* **WHAT TO WORK ON**
Among the entries below, how many lines include the string "rough"? Answer with only the number.

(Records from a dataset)
· · ·
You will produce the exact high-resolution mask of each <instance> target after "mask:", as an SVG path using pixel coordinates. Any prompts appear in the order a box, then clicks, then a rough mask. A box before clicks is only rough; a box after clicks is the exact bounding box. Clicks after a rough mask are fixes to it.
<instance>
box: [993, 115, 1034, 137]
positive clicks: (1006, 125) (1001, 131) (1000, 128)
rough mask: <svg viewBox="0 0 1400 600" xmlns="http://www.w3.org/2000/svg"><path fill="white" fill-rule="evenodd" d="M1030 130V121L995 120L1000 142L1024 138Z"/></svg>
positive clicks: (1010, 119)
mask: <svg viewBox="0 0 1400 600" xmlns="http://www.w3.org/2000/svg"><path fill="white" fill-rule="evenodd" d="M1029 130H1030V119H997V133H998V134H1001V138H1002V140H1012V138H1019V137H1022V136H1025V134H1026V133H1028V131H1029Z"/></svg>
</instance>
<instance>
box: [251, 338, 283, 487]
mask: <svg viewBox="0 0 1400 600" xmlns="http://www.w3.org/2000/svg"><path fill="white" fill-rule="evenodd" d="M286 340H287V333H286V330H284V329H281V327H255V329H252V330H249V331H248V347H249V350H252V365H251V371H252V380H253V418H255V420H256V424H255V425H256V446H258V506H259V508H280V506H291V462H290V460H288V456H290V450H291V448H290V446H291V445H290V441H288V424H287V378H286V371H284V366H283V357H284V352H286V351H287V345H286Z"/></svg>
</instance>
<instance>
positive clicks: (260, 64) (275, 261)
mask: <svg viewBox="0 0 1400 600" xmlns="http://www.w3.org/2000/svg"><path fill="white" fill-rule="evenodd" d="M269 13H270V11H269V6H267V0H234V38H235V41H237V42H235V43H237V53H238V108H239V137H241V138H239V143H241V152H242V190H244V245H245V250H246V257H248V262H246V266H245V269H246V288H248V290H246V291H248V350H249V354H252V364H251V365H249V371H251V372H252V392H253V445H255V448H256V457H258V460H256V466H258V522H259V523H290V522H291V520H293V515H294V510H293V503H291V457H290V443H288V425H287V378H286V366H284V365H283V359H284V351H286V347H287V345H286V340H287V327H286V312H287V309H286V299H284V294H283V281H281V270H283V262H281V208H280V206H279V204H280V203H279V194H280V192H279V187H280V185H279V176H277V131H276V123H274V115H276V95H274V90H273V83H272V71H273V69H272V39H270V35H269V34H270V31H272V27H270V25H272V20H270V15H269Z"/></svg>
· · ·
* **ANSWER**
2